_Recorded information_:
· · · ·
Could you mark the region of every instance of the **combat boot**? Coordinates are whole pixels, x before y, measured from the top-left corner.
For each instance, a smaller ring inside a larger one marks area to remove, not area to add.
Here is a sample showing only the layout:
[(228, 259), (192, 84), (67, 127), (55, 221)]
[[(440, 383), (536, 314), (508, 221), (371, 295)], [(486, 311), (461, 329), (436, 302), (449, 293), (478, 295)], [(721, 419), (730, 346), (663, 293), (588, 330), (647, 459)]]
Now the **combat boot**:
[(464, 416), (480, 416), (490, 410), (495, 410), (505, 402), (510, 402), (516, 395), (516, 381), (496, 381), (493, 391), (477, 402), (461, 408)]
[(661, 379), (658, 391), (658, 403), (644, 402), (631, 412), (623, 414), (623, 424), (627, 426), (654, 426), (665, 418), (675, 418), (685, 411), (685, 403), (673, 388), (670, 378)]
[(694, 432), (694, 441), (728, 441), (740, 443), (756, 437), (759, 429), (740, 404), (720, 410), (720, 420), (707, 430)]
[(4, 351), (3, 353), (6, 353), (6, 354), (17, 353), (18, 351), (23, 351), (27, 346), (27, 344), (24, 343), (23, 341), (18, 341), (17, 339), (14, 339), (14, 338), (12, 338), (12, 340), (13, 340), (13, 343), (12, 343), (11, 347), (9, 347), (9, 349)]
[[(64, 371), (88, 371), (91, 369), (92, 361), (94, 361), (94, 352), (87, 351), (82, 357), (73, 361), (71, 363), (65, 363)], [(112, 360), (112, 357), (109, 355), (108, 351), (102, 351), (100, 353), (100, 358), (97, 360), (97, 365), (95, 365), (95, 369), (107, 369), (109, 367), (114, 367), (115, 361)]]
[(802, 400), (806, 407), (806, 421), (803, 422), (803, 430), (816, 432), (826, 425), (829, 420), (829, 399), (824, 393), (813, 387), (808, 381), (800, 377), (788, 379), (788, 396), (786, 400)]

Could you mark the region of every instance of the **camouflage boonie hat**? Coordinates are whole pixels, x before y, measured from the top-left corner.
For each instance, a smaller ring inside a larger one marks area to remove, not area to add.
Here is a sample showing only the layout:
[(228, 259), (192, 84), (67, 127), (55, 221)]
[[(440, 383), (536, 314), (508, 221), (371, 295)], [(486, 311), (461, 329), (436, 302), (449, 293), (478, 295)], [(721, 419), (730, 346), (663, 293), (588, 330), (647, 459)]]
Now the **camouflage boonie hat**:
· · · ·
_What you will do_: The answer must be the full listing, returned exactly as given.

_Solution below_:
Could you mark the region of every instance of the **combat boot**? Coordinates are whole pixels, x before y, measured from the top-left corner.
For each instance, a smaller ring inside a larger one marks area to remove, not area to add.
Here is a sample showing only the layout:
[(228, 259), (192, 84), (67, 127), (55, 221)]
[[(440, 383), (536, 314), (508, 221), (371, 295)], [(486, 311), (461, 329), (436, 302), (449, 293), (478, 295)], [(721, 419), (730, 346), (663, 293), (588, 330), (647, 459)]]
Now the **combat boot**:
[(464, 416), (480, 416), (490, 410), (495, 410), (505, 402), (510, 402), (516, 395), (516, 381), (496, 381), (493, 391), (477, 402), (461, 408)]
[(661, 379), (658, 391), (658, 403), (644, 402), (631, 412), (623, 414), (623, 424), (627, 426), (654, 426), (665, 418), (675, 418), (685, 411), (685, 403), (673, 388), (670, 378)]
[(694, 432), (694, 441), (728, 441), (740, 443), (756, 437), (759, 429), (740, 404), (720, 410), (720, 420), (707, 430)]
[(4, 351), (3, 353), (6, 353), (6, 354), (17, 353), (18, 351), (23, 351), (27, 346), (27, 344), (24, 343), (23, 341), (18, 341), (17, 339), (14, 339), (14, 338), (12, 338), (12, 340), (13, 340), (13, 343), (12, 343), (11, 347), (9, 347), (9, 349)]
[[(64, 371), (88, 371), (91, 369), (92, 361), (94, 361), (94, 352), (87, 351), (82, 357), (73, 361), (71, 363), (65, 363)], [(112, 360), (112, 357), (109, 355), (108, 351), (102, 351), (100, 353), (100, 358), (97, 360), (97, 365), (95, 365), (95, 369), (107, 369), (109, 367), (114, 367), (115, 361)]]
[(802, 400), (806, 407), (806, 421), (803, 422), (803, 430), (816, 432), (826, 425), (829, 420), (829, 399), (824, 393), (813, 387), (808, 381), (800, 377), (788, 379), (788, 396), (786, 400)]

Could you mark the region of every instance of the **camouflage boonie hat**? Coordinates are whole pixels, x before y, measured from the top-left corner.
For each instance, a smaller ring inside a larger one marks area to remove, not area to add.
Here is a sample showing only the layout:
[(228, 259), (192, 84), (67, 127), (55, 221)]
[[(440, 383), (536, 314), (508, 221), (371, 295)], [(486, 311), (461, 329), (436, 302), (449, 293), (478, 295)], [(721, 419), (730, 346), (663, 293), (588, 330), (647, 459)]]
Now the **camouflage boonie hat**:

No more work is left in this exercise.